What is needed. Leave out the pictures and repeat the data exactly.

- - - -

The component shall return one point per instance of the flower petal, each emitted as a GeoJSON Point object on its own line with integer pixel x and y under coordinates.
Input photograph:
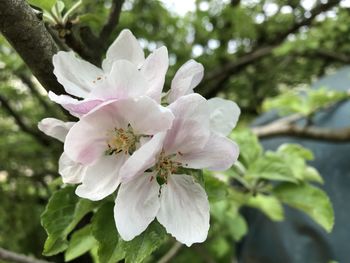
{"type": "Point", "coordinates": [55, 128]}
{"type": "Point", "coordinates": [76, 75]}
{"type": "Point", "coordinates": [136, 206]}
{"type": "Point", "coordinates": [145, 115]}
{"type": "Point", "coordinates": [190, 129]}
{"type": "Point", "coordinates": [75, 107]}
{"type": "Point", "coordinates": [224, 115]}
{"type": "Point", "coordinates": [101, 178]}
{"type": "Point", "coordinates": [185, 80]}
{"type": "Point", "coordinates": [87, 139]}
{"type": "Point", "coordinates": [125, 47]}
{"type": "Point", "coordinates": [154, 70]}
{"type": "Point", "coordinates": [143, 158]}
{"type": "Point", "coordinates": [184, 209]}
{"type": "Point", "coordinates": [71, 172]}
{"type": "Point", "coordinates": [218, 154]}
{"type": "Point", "coordinates": [124, 81]}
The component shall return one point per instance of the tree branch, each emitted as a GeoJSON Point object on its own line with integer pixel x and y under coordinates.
{"type": "Point", "coordinates": [216, 78]}
{"type": "Point", "coordinates": [18, 258]}
{"type": "Point", "coordinates": [112, 21]}
{"type": "Point", "coordinates": [27, 34]}
{"type": "Point", "coordinates": [21, 124]}
{"type": "Point", "coordinates": [307, 132]}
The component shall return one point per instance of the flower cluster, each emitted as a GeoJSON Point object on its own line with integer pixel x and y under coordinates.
{"type": "Point", "coordinates": [139, 142]}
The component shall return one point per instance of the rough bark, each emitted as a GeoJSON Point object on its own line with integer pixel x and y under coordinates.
{"type": "Point", "coordinates": [29, 37]}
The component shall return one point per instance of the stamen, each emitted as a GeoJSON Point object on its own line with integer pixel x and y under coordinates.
{"type": "Point", "coordinates": [122, 140]}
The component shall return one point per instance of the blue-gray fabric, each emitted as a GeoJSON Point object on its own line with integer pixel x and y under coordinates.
{"type": "Point", "coordinates": [298, 239]}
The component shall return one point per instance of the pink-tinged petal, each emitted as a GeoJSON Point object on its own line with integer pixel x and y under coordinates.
{"type": "Point", "coordinates": [71, 172]}
{"type": "Point", "coordinates": [185, 136]}
{"type": "Point", "coordinates": [102, 177]}
{"type": "Point", "coordinates": [191, 107]}
{"type": "Point", "coordinates": [154, 70]}
{"type": "Point", "coordinates": [125, 47]}
{"type": "Point", "coordinates": [55, 128]}
{"type": "Point", "coordinates": [136, 206]}
{"type": "Point", "coordinates": [190, 129]}
{"type": "Point", "coordinates": [145, 115]}
{"type": "Point", "coordinates": [124, 81]}
{"type": "Point", "coordinates": [87, 139]}
{"type": "Point", "coordinates": [219, 154]}
{"type": "Point", "coordinates": [142, 159]}
{"type": "Point", "coordinates": [186, 79]}
{"type": "Point", "coordinates": [184, 209]}
{"type": "Point", "coordinates": [76, 75]}
{"type": "Point", "coordinates": [224, 115]}
{"type": "Point", "coordinates": [75, 107]}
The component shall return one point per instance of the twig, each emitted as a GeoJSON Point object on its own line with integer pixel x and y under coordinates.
{"type": "Point", "coordinates": [28, 35]}
{"type": "Point", "coordinates": [214, 80]}
{"type": "Point", "coordinates": [308, 132]}
{"type": "Point", "coordinates": [112, 21]}
{"type": "Point", "coordinates": [171, 253]}
{"type": "Point", "coordinates": [18, 258]}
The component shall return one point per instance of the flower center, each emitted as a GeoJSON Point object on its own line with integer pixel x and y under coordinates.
{"type": "Point", "coordinates": [122, 140]}
{"type": "Point", "coordinates": [166, 165]}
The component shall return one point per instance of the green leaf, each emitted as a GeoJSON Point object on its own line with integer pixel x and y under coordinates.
{"type": "Point", "coordinates": [138, 249]}
{"type": "Point", "coordinates": [43, 4]}
{"type": "Point", "coordinates": [309, 199]}
{"type": "Point", "coordinates": [216, 190]}
{"type": "Point", "coordinates": [63, 212]}
{"type": "Point", "coordinates": [269, 205]}
{"type": "Point", "coordinates": [80, 243]}
{"type": "Point", "coordinates": [271, 166]}
{"type": "Point", "coordinates": [103, 228]}
{"type": "Point", "coordinates": [312, 175]}
{"type": "Point", "coordinates": [226, 213]}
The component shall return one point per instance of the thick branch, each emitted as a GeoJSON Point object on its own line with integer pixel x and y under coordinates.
{"type": "Point", "coordinates": [27, 34]}
{"type": "Point", "coordinates": [219, 76]}
{"type": "Point", "coordinates": [21, 124]}
{"type": "Point", "coordinates": [18, 258]}
{"type": "Point", "coordinates": [112, 21]}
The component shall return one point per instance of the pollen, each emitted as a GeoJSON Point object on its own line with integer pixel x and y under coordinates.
{"type": "Point", "coordinates": [121, 141]}
{"type": "Point", "coordinates": [166, 165]}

- - - -

The answer.
The component shall return one point per instance of the flower petal, each emitted as a GeoJSON Point object on its own line with integer pixel x and y under coordinates.
Input photograph:
{"type": "Point", "coordinates": [55, 128]}
{"type": "Point", "coordinates": [76, 75]}
{"type": "Point", "coordinates": [136, 206]}
{"type": "Point", "coordinates": [145, 115]}
{"type": "Point", "coordinates": [190, 129]}
{"type": "Point", "coordinates": [75, 107]}
{"type": "Point", "coordinates": [224, 115]}
{"type": "Point", "coordinates": [101, 178]}
{"type": "Point", "coordinates": [185, 80]}
{"type": "Point", "coordinates": [87, 139]}
{"type": "Point", "coordinates": [125, 47]}
{"type": "Point", "coordinates": [154, 70]}
{"type": "Point", "coordinates": [143, 158]}
{"type": "Point", "coordinates": [184, 209]}
{"type": "Point", "coordinates": [71, 172]}
{"type": "Point", "coordinates": [218, 154]}
{"type": "Point", "coordinates": [124, 81]}
The component shall return one point per instance of the tree branch, each emitted as a GeoJSON Point object on its own line with integer pixel x and y under coordinates.
{"type": "Point", "coordinates": [216, 78]}
{"type": "Point", "coordinates": [18, 258]}
{"type": "Point", "coordinates": [112, 21]}
{"type": "Point", "coordinates": [27, 34]}
{"type": "Point", "coordinates": [21, 124]}
{"type": "Point", "coordinates": [307, 132]}
The component shall return one point per instance of the flower cluster, each emitted as a GeoJSON Point object on its own line with integer pixel x and y under coordinates.
{"type": "Point", "coordinates": [139, 142]}
The component shall return one point per instance of the rough bark, each emitted as a GeoJSON Point object on its own line with integer pixel x and y under coordinates.
{"type": "Point", "coordinates": [29, 37]}
The component shall return one point per instance of the stamen, each emitted as a GeoJSON Point object on its own line with integer pixel x and y under coordinates.
{"type": "Point", "coordinates": [122, 140]}
The component shall return one point per instance of the blue-gray fabric, each emitted as a GeoJSON Point object on its own line with integer pixel x and y under coordinates.
{"type": "Point", "coordinates": [298, 239]}
The component shall return one point per instance of the pink-tinged petal, each emitted as a GeoJSON Point object on its own line with integer pixel x and y under coordinates.
{"type": "Point", "coordinates": [71, 172]}
{"type": "Point", "coordinates": [185, 136]}
{"type": "Point", "coordinates": [102, 177]}
{"type": "Point", "coordinates": [191, 107]}
{"type": "Point", "coordinates": [154, 70]}
{"type": "Point", "coordinates": [125, 47]}
{"type": "Point", "coordinates": [55, 128]}
{"type": "Point", "coordinates": [136, 206]}
{"type": "Point", "coordinates": [190, 129]}
{"type": "Point", "coordinates": [145, 115]}
{"type": "Point", "coordinates": [124, 81]}
{"type": "Point", "coordinates": [87, 139]}
{"type": "Point", "coordinates": [219, 154]}
{"type": "Point", "coordinates": [142, 159]}
{"type": "Point", "coordinates": [186, 79]}
{"type": "Point", "coordinates": [184, 209]}
{"type": "Point", "coordinates": [76, 75]}
{"type": "Point", "coordinates": [224, 115]}
{"type": "Point", "coordinates": [75, 107]}
The component shall return one point per instance of the twig, each emitted as a GeoJSON Point object on its own line with integer pixel x and y under coordinates.
{"type": "Point", "coordinates": [28, 35]}
{"type": "Point", "coordinates": [214, 80]}
{"type": "Point", "coordinates": [308, 132]}
{"type": "Point", "coordinates": [112, 21]}
{"type": "Point", "coordinates": [171, 253]}
{"type": "Point", "coordinates": [18, 258]}
The component shall return one point per instance of the flower center, each emitted as a GeoJSON Point object on its own line with integer pixel x and y under coordinates.
{"type": "Point", "coordinates": [122, 140]}
{"type": "Point", "coordinates": [166, 165]}
The component shall return one point per instance of the green leaf, each emitted as a GeoJSON Point object on its own line with integer pixel x and y under coordinates.
{"type": "Point", "coordinates": [138, 249]}
{"type": "Point", "coordinates": [43, 4]}
{"type": "Point", "coordinates": [309, 199]}
{"type": "Point", "coordinates": [216, 190]}
{"type": "Point", "coordinates": [63, 212]}
{"type": "Point", "coordinates": [269, 205]}
{"type": "Point", "coordinates": [80, 243]}
{"type": "Point", "coordinates": [271, 166]}
{"type": "Point", "coordinates": [103, 228]}
{"type": "Point", "coordinates": [312, 175]}
{"type": "Point", "coordinates": [226, 213]}
The component shall return one point per instance of the thick branch, each emitted as a GeoJSON Point object on its own line with integer pixel x and y under coordinates.
{"type": "Point", "coordinates": [27, 34]}
{"type": "Point", "coordinates": [219, 76]}
{"type": "Point", "coordinates": [21, 124]}
{"type": "Point", "coordinates": [18, 258]}
{"type": "Point", "coordinates": [112, 21]}
The component shall return one point per instance of the pollen, each emitted as a GeoJSON Point object on its own line with integer pixel x and y under coordinates.
{"type": "Point", "coordinates": [121, 141]}
{"type": "Point", "coordinates": [166, 165]}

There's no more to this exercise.